_Goal of the exercise:_
Look over the lines below. Report each one that includes the string "query".

(Excerpts from a dataset)
[Start of Attachment]

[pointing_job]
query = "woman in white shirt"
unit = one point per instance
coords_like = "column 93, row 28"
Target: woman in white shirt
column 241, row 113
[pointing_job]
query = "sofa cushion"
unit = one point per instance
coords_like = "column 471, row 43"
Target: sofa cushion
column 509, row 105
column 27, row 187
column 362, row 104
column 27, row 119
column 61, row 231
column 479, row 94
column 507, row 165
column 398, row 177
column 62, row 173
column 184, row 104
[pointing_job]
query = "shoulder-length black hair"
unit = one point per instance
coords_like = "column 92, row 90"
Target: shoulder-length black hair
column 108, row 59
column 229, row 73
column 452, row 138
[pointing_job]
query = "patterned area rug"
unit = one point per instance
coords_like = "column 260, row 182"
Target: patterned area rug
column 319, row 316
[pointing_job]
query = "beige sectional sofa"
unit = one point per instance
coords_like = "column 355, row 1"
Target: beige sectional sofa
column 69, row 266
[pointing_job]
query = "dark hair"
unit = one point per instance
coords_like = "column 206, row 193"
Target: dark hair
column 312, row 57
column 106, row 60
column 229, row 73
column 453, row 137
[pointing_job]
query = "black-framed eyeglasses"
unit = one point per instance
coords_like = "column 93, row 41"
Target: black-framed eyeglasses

[End of Attachment]
[Start of Attachment]

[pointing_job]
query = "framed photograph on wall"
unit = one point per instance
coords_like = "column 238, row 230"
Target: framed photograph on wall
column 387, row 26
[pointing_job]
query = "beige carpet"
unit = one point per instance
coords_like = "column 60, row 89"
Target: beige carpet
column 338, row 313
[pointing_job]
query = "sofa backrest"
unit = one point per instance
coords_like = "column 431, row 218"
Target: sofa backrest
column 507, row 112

[End of Attachment]

_Answer to this problem:_
query = "woman in white shirt"
query = "sofa cushion"
query = "shoulder-length black hair"
query = "patterned area rug"
query = "beige sectional sofa"
query = "dark hair"
query = "black-framed eyeglasses"
query = "framed photograph on wall"
query = "beige carpet"
query = "sofa backrest"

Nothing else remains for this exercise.